Recorded data:
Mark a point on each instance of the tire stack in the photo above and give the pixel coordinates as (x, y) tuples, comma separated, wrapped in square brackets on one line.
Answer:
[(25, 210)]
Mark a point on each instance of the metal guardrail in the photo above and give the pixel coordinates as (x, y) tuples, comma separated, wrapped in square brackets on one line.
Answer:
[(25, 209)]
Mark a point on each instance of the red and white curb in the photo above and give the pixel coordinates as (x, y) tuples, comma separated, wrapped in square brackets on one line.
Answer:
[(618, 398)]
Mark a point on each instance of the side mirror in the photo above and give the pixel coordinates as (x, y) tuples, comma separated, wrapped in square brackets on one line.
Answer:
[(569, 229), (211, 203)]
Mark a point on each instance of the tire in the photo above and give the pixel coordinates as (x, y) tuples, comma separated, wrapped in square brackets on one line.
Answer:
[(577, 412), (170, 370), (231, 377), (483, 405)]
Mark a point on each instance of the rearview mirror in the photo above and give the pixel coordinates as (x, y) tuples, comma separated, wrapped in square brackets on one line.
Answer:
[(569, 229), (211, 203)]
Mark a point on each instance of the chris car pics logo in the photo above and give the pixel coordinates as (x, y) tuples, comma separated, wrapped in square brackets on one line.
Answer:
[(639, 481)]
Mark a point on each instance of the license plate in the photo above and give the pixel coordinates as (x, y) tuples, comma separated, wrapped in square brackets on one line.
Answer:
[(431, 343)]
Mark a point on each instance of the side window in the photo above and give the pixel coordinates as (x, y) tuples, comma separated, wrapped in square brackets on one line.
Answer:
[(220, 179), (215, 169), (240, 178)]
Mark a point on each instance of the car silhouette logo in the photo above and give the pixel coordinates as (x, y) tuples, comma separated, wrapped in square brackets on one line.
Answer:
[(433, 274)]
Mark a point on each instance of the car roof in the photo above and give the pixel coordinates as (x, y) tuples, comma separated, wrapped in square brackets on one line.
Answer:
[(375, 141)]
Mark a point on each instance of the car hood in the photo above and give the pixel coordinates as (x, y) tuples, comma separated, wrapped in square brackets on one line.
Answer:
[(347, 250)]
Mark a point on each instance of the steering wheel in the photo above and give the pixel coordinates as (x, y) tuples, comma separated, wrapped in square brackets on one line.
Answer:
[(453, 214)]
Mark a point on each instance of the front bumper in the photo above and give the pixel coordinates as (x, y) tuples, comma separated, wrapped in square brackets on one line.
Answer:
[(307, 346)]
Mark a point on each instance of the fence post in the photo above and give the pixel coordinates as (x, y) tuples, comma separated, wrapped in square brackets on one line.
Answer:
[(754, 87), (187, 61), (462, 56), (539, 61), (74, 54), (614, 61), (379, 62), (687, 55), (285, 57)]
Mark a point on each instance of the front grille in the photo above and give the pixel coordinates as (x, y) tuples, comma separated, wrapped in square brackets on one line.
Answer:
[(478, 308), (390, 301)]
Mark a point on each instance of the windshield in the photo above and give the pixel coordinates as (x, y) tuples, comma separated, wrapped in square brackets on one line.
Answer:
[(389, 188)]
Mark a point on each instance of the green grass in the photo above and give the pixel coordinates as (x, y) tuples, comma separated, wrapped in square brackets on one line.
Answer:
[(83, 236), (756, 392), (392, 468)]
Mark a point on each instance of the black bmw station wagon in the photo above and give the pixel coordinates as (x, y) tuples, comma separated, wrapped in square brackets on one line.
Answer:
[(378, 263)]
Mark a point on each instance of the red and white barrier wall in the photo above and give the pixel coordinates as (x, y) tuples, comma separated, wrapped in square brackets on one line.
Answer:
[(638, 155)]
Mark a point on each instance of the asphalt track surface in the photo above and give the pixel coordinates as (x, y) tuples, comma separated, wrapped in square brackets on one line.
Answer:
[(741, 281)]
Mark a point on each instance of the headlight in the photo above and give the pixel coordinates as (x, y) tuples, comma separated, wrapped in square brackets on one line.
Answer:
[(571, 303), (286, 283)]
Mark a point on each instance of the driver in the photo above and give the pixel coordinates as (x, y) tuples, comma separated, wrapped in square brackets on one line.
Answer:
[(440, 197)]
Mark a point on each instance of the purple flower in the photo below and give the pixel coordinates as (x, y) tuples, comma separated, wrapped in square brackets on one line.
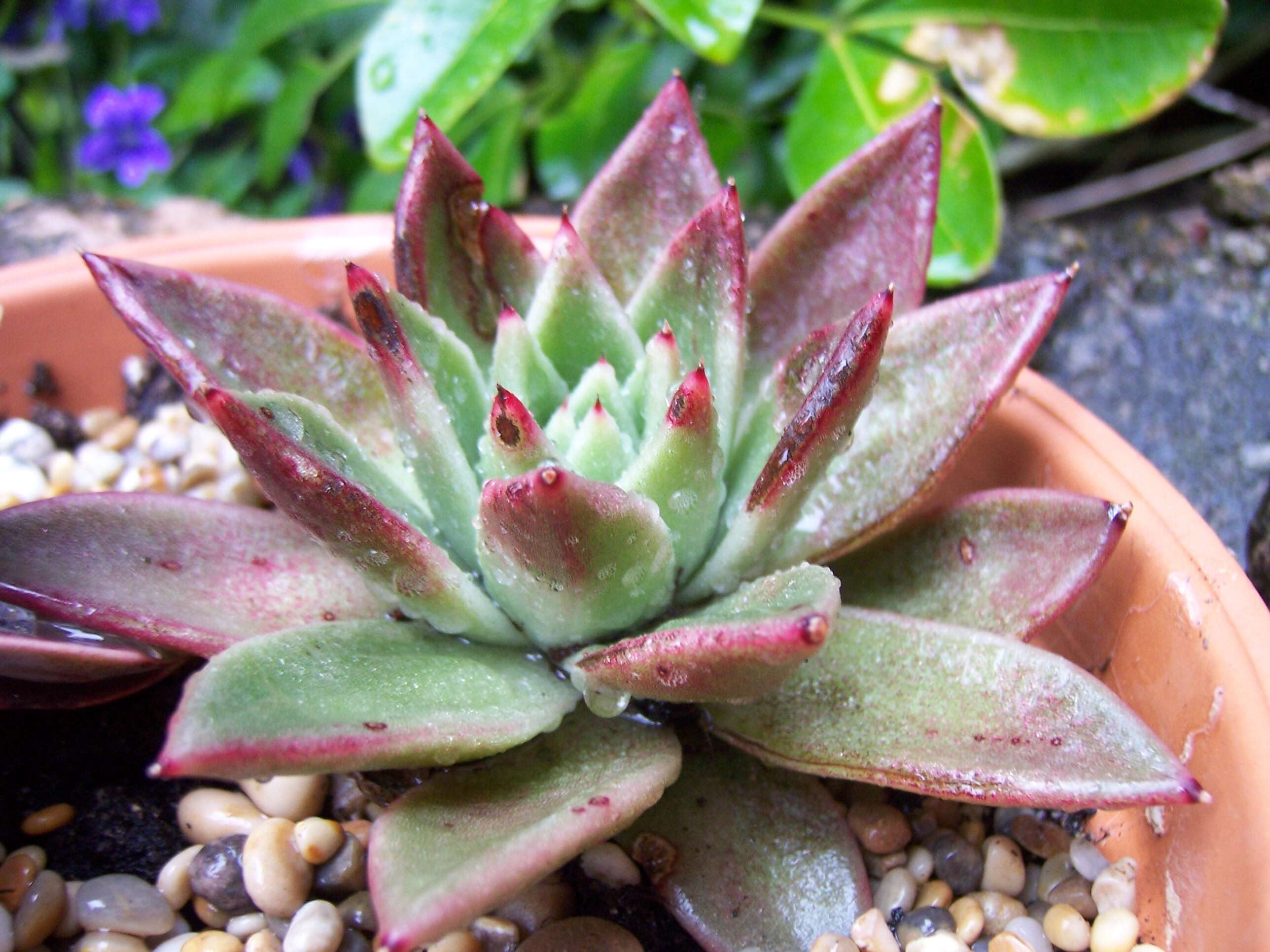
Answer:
[(122, 140)]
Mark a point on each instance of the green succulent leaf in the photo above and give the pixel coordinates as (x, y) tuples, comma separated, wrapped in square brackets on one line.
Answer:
[(357, 696), (867, 225), (493, 829), (737, 648), (572, 559), (356, 525), (440, 56), (680, 468), (1061, 68), (210, 333), (954, 713), (173, 572), (761, 858), (1006, 560), (656, 182), (944, 369), (574, 315), (698, 287)]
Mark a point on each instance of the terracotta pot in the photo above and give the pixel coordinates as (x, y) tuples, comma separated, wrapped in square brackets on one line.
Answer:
[(1172, 624)]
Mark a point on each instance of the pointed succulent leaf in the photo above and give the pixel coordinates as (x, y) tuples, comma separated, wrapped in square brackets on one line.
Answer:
[(356, 696), (600, 450), (653, 183), (576, 316), (736, 649), (814, 436), (954, 713), (945, 367), (353, 523), (436, 244), (748, 857), (572, 559), (1005, 560), (698, 287), (521, 366), (512, 263), (172, 572), (515, 443), (492, 829), (210, 333), (681, 469), (865, 225), (424, 426)]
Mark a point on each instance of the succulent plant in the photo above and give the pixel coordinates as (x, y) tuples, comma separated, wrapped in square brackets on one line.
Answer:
[(612, 473)]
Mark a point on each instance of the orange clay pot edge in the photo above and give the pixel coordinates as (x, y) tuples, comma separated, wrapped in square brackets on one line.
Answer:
[(1172, 622)]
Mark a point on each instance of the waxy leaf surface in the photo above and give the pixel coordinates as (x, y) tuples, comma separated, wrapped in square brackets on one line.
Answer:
[(944, 369), (1006, 560), (358, 696), (735, 649), (657, 181), (954, 713), (572, 559), (867, 225), (492, 829), (762, 858), (172, 572)]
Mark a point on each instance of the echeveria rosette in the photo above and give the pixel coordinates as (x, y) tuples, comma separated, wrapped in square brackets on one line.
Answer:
[(620, 462)]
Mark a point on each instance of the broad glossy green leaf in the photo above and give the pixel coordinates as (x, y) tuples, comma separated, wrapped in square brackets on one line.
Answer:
[(854, 92), (1005, 560), (493, 829), (737, 648), (761, 858), (572, 559), (356, 696), (714, 28), (439, 56), (1061, 68), (944, 369), (172, 572), (936, 709)]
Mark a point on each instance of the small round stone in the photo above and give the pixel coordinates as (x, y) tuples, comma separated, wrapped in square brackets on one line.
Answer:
[(124, 903), (276, 876), (1114, 931), (317, 927), (216, 875), (957, 862), (921, 922), (49, 819), (1067, 928), (881, 828)]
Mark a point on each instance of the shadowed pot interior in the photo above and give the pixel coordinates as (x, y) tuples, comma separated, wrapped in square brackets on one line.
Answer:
[(1172, 624)]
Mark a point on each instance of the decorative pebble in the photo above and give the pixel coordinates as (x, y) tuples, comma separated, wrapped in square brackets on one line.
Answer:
[(124, 903), (206, 814), (40, 911), (317, 927), (1114, 931), (216, 874), (49, 819), (609, 865), (1067, 928), (276, 876), (173, 880), (957, 862), (290, 798), (1117, 886), (881, 828)]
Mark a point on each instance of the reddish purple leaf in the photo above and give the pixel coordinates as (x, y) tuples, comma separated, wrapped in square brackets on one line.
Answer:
[(1005, 560), (865, 225), (656, 181), (173, 572)]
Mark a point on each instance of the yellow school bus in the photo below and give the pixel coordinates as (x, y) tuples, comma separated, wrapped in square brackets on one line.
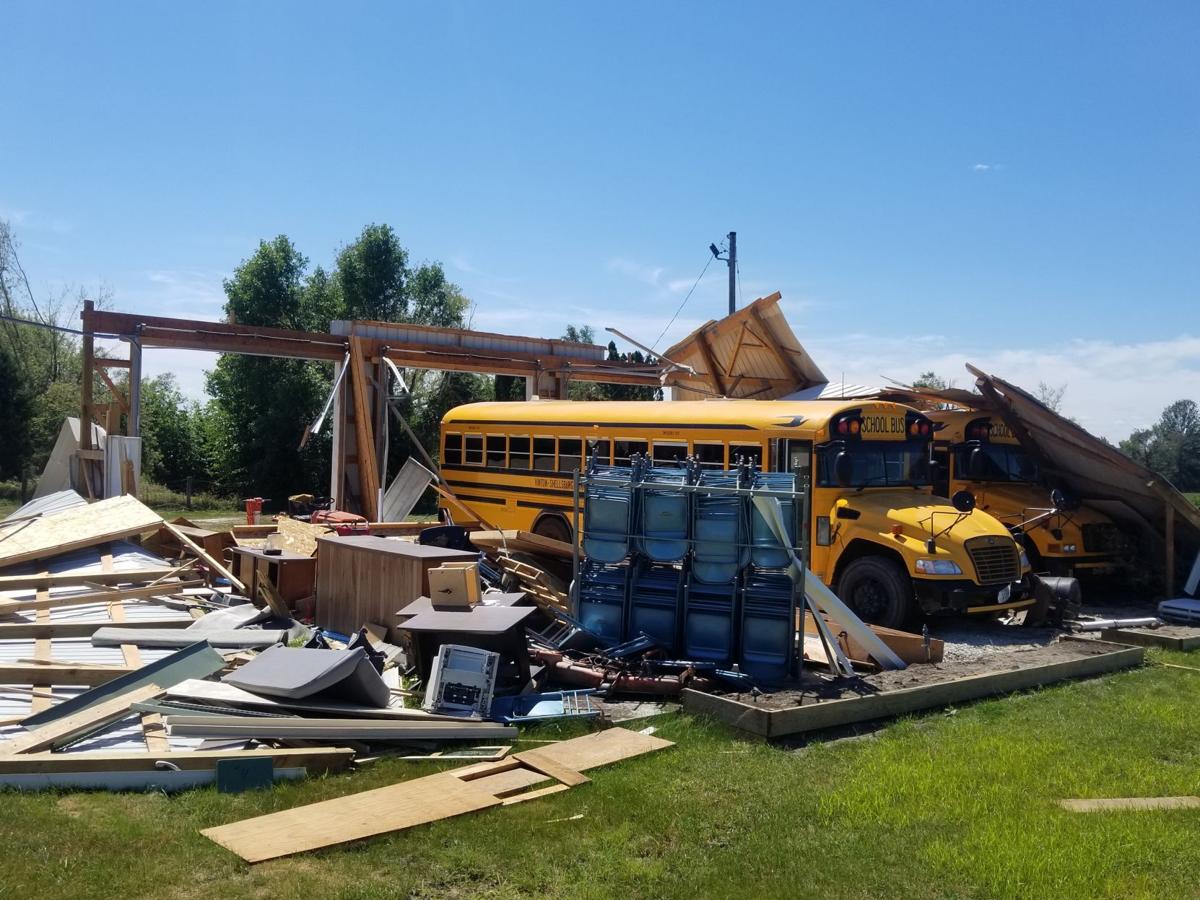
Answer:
[(879, 537), (978, 453)]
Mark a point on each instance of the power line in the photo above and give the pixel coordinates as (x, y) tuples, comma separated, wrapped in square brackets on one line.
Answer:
[(711, 258)]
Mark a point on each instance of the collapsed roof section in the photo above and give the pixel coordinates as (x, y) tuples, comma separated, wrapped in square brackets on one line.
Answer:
[(1093, 471), (750, 354)]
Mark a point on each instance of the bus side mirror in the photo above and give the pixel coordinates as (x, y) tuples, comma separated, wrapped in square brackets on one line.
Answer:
[(843, 468), (977, 463), (963, 501), (1062, 501)]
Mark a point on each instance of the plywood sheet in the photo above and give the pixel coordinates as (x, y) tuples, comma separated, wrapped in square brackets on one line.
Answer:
[(75, 528), (601, 748), (354, 817)]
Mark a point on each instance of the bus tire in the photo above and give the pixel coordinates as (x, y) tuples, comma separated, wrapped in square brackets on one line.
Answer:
[(553, 527), (877, 589)]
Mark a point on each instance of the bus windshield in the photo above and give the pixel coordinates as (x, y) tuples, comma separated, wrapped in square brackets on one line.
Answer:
[(995, 462), (874, 465)]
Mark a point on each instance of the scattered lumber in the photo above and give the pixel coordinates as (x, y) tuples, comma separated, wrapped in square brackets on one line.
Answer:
[(316, 760), (71, 727), (424, 799), (297, 727), (97, 597), (515, 541), (25, 540), (1129, 803)]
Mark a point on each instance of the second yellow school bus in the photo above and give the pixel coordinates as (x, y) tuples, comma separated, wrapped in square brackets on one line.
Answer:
[(879, 535)]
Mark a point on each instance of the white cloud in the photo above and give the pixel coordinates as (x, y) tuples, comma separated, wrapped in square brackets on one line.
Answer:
[(649, 275)]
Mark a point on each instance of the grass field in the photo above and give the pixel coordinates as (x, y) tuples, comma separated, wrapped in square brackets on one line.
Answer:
[(951, 804)]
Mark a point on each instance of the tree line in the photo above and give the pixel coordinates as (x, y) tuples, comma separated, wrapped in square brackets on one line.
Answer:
[(243, 439)]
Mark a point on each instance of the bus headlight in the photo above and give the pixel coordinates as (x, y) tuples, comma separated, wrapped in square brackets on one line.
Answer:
[(937, 567)]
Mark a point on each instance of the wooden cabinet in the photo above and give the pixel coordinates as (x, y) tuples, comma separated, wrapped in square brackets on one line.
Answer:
[(369, 580)]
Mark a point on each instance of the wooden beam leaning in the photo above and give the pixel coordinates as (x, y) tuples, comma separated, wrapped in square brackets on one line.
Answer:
[(203, 556), (364, 433)]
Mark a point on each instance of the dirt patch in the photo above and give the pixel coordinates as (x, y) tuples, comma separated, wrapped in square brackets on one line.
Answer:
[(813, 688)]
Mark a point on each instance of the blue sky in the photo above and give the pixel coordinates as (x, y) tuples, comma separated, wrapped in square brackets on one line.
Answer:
[(1014, 184)]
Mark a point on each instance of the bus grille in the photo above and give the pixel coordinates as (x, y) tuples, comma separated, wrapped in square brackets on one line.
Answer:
[(995, 559)]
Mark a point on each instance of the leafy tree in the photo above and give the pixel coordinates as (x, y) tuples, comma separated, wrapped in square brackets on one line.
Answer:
[(1050, 395), (1171, 447), (265, 403), (933, 381)]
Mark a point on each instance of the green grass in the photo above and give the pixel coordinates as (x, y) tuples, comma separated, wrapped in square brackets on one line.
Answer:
[(943, 805)]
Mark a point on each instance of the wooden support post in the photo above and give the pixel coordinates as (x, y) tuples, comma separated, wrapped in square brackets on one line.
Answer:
[(1169, 546), (369, 471)]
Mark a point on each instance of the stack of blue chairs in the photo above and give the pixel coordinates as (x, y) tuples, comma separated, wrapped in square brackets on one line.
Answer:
[(767, 625), (603, 592), (709, 623), (766, 550), (719, 531), (655, 595), (664, 515), (609, 514)]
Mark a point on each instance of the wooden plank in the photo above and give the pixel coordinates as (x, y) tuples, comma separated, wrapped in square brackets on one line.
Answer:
[(46, 580), (354, 817), (600, 748), (93, 718), (197, 551), (55, 673), (1129, 803), (97, 597), (540, 761), (75, 529)]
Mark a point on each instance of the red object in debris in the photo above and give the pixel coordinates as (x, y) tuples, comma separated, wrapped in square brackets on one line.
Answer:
[(253, 510)]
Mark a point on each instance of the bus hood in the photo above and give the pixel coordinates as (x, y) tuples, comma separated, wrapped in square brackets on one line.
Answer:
[(913, 510)]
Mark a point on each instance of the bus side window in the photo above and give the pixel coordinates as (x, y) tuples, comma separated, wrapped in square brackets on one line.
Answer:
[(496, 450), (670, 453), (711, 456), (544, 454), (569, 450), (600, 451), (750, 453), (625, 449), (474, 450), (519, 451)]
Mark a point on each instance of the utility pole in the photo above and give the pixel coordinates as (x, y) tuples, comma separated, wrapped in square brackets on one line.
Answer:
[(733, 271), (731, 259)]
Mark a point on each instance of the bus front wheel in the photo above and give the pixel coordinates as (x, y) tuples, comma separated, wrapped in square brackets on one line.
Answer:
[(553, 527), (877, 589)]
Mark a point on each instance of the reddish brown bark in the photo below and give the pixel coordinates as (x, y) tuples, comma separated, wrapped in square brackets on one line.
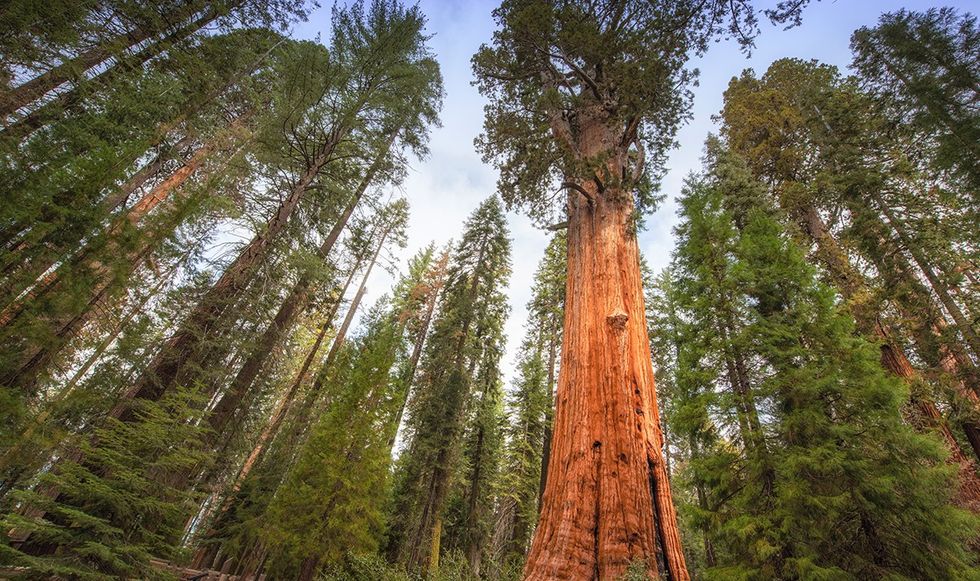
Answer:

→ **Goal of the exercise**: Reproduce the records from the line with "Mark a point on each instance of the plywood" to the line with "540), (1129, 803)]", both lines included, requests and all. Shift every x and y coordinate in the answers by adding 128, and leave the requests unchanged.

→ **Written answer**:
Mark a point on each instance of the plywood sheet in the photo above and give the pixel coordinates as (x, y) tuples, comma separated, wrapped in square brackets on one line.
Answer:
[(203, 656), (729, 876), (482, 945)]
Mark a point on each instance of the bus tire in the photo above and give the pixel coordinates as (x, y) tuples, comma separated, wrapped in square brackets on one line.
Answer:
[(681, 655), (1005, 717)]
Mark a point on each instance of the bus windshield in the photo above and give the pixel coordinates as (x, y) tuples, comma separated, wrapped in square brackets on one line.
Answer:
[(1123, 590), (1002, 593)]
Mark a point on each instance of the scattered lumber in the photo above and give the pixel coordinates as (x, y) tuples, comma separated, wrapped in square brackets on one line.
Answer:
[(444, 888), (199, 855), (552, 927), (425, 855), (225, 725), (643, 669), (153, 668), (1257, 931)]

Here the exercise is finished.